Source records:
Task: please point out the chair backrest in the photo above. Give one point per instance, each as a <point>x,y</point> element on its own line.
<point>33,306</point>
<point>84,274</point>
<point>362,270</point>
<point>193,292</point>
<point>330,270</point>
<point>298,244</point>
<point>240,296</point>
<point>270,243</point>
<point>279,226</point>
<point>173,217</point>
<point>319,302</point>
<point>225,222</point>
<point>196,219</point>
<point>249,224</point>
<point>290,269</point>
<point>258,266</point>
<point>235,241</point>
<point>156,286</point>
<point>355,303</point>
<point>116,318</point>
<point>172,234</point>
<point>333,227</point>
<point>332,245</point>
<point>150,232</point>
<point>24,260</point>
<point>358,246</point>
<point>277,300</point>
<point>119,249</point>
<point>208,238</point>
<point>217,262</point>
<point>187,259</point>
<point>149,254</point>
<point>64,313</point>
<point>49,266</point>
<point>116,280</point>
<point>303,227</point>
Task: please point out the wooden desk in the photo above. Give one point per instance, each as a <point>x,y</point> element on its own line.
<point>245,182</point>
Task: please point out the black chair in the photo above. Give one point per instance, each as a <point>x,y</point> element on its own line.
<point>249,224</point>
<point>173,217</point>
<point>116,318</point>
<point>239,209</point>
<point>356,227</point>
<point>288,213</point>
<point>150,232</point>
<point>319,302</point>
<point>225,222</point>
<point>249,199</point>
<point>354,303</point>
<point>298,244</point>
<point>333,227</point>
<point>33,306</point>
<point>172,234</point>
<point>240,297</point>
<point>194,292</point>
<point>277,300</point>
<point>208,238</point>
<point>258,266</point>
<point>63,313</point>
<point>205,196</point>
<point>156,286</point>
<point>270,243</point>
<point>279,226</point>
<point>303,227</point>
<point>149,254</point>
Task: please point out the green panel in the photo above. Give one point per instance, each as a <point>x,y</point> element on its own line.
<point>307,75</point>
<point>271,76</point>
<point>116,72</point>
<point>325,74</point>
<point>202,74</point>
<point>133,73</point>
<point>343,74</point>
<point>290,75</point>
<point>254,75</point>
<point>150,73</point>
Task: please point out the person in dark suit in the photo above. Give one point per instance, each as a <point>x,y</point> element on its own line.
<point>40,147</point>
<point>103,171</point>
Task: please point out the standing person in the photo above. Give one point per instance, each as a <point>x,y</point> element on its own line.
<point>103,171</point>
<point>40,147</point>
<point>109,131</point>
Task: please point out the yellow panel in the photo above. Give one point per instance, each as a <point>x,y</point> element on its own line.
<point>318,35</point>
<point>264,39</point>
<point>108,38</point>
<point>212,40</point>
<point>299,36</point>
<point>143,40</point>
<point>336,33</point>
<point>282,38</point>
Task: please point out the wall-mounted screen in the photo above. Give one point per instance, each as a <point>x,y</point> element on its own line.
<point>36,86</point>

PROBLEM DETAILS:
Make an exact transcription of all the records.

THE COMPLETED TASK:
Task: please point out the chair backrest in the photo above. Give one point per instance, each as a <point>x,y</point> element on its own line.
<point>33,306</point>
<point>84,274</point>
<point>362,270</point>
<point>193,292</point>
<point>330,270</point>
<point>298,244</point>
<point>240,296</point>
<point>270,243</point>
<point>279,226</point>
<point>173,217</point>
<point>319,302</point>
<point>225,222</point>
<point>196,219</point>
<point>249,224</point>
<point>290,269</point>
<point>258,266</point>
<point>235,241</point>
<point>156,286</point>
<point>355,303</point>
<point>116,318</point>
<point>172,234</point>
<point>333,227</point>
<point>332,245</point>
<point>150,232</point>
<point>24,260</point>
<point>358,246</point>
<point>277,300</point>
<point>119,249</point>
<point>208,238</point>
<point>217,262</point>
<point>187,259</point>
<point>149,254</point>
<point>64,313</point>
<point>49,266</point>
<point>116,280</point>
<point>303,227</point>
Task: please point out the wooden desk in the photo above. Give one point per instance, each as a <point>x,y</point> element on its own line.
<point>245,182</point>
Task: please point out the black chair in the photo above. Give one point per instance, each as a <point>x,y</point> element on its own line.
<point>249,224</point>
<point>173,217</point>
<point>116,318</point>
<point>239,209</point>
<point>356,227</point>
<point>288,213</point>
<point>150,232</point>
<point>319,302</point>
<point>225,222</point>
<point>249,199</point>
<point>354,303</point>
<point>298,244</point>
<point>333,227</point>
<point>33,306</point>
<point>172,234</point>
<point>240,297</point>
<point>194,292</point>
<point>277,300</point>
<point>208,238</point>
<point>258,266</point>
<point>63,313</point>
<point>205,196</point>
<point>156,286</point>
<point>270,243</point>
<point>279,226</point>
<point>303,227</point>
<point>149,254</point>
Task: please point out the green panel in the photo above. Give one point per instance, each as a <point>x,y</point> element on its own line.
<point>307,75</point>
<point>271,76</point>
<point>116,72</point>
<point>325,74</point>
<point>202,74</point>
<point>133,73</point>
<point>343,74</point>
<point>290,75</point>
<point>254,75</point>
<point>150,73</point>
Task: please point out the person in dark suit in the photo above. Give one point per instance, each as a <point>x,y</point> element on its own line.
<point>40,147</point>
<point>103,171</point>
Task: please point out the standing person in the photo above. Give one point per instance, each as a <point>x,y</point> element on its own line.
<point>103,171</point>
<point>40,147</point>
<point>109,131</point>
Task: please point out the yellow panel in the photo above. Give one point per instance, each as a <point>x,y</point> element on its own line.
<point>318,35</point>
<point>264,39</point>
<point>108,38</point>
<point>212,40</point>
<point>299,36</point>
<point>143,40</point>
<point>336,33</point>
<point>282,38</point>
Task: please point out the wall-mounted screen in the photo above. Give one point per instance, each as a <point>x,y</point> element on its own line.
<point>36,86</point>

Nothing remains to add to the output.